## TEXT SHOWN
┄┄┄┄┄┄

Another health plan is announced by President Obama
The new health plan grants businesses and individuals tax credits that can offset the cost of medical policies. This allows the existing network of health insurance providers to continue to offer policies to Americans. While the United States does have a national health care provider, Medicaid, the decision was made not to expand this program but instead to work with the existing frame work of private providers. Debate on the issue has been heated.
Medicaid is a federally funded health care plan that covers many senior citizens and those with very low incomes. Costs for this program have risen faster than inflation since it was introduced in 1965. Much of this increase may be attributable to the increase in average age in the country. Older people require more medical care, generally. Since more people now survive into senior years now, compared to in 1965, many more people are eligible now for Medicaid.

┄┄┄┄┄┄

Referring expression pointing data
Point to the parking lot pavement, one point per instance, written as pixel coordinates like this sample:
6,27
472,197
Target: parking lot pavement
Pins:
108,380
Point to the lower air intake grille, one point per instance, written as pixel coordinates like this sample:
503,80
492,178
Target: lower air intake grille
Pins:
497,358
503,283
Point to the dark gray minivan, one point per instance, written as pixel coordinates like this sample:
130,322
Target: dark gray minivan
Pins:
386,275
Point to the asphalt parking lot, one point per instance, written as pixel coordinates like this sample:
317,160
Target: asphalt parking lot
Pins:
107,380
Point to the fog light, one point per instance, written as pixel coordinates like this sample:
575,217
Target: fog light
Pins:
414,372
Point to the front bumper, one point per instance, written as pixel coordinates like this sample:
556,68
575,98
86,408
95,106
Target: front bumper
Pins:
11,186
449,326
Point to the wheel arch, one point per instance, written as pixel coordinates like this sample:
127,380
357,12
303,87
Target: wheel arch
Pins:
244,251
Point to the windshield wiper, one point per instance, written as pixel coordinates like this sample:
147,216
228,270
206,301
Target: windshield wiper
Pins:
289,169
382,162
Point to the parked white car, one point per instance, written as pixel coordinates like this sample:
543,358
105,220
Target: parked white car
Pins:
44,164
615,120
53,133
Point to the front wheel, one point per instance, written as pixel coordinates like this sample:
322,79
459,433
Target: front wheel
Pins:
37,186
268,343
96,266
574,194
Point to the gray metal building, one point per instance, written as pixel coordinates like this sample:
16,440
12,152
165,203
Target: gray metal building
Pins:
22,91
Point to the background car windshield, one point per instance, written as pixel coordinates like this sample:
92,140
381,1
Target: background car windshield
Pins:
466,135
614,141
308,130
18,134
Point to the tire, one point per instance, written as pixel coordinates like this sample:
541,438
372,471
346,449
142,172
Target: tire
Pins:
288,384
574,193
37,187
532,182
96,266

┄┄┄┄┄┄

## REQUIRED ACTIONS
a) Quote each sentence in the article on the new health plan that names Medicaid.
b) Write the next part of the article on the new health plan, continuing from its final sentence.

## OUTPUTS FOR THE TASKS
a)
1. "While the United States does have a national health care provider, Medicaid, the decision was made not to expand this program but instead to work with the existing frame work of private providers."
2. "Medicaid is a federally funded health care plan that covers many senior citizens and those with very low incomes."
3. "Since more people now survive into senior years now, compared to in 1965, many more people are eligible now for Medicaid."

b)
President Obama's plan will be raising the low income threshold for Medicaid. This will mean that more younger people will qualify as well. It will have the effect of lowering the number of people who live without health insurance coverage in the country. In 2007, the percentage of Americans without health insurance policies was 15%. Under the new plan, when it is completely phased in, the percentage is expected to drop to about 5%. This will mean, however, that over 15 million people in the United States will still be without coverage.
The plan to grant tax credits for insurance policy payments seeks to make such policies less expensive. As a result, it is expected that more employers will establish plans for their employees. More individuals without an employer paid plan may also obtain their own private policies due to the cost savings. Whether private insurance companies maintain the current rate structure remains to be seen. In a worst case scenario, they may raise rates, capturing extra profit paid by the American government.
The new American health care reforms will still result in a system quite unlike those in many other countries. England, Canada, France and others, have implemented true national health care programs. These countries offer health care to citizens in a socialized system. Many American politicians point at such situations and warn of the disasters that would result in the United States if such programs where adopted. Such criticism of foreign health care is frankly absurd.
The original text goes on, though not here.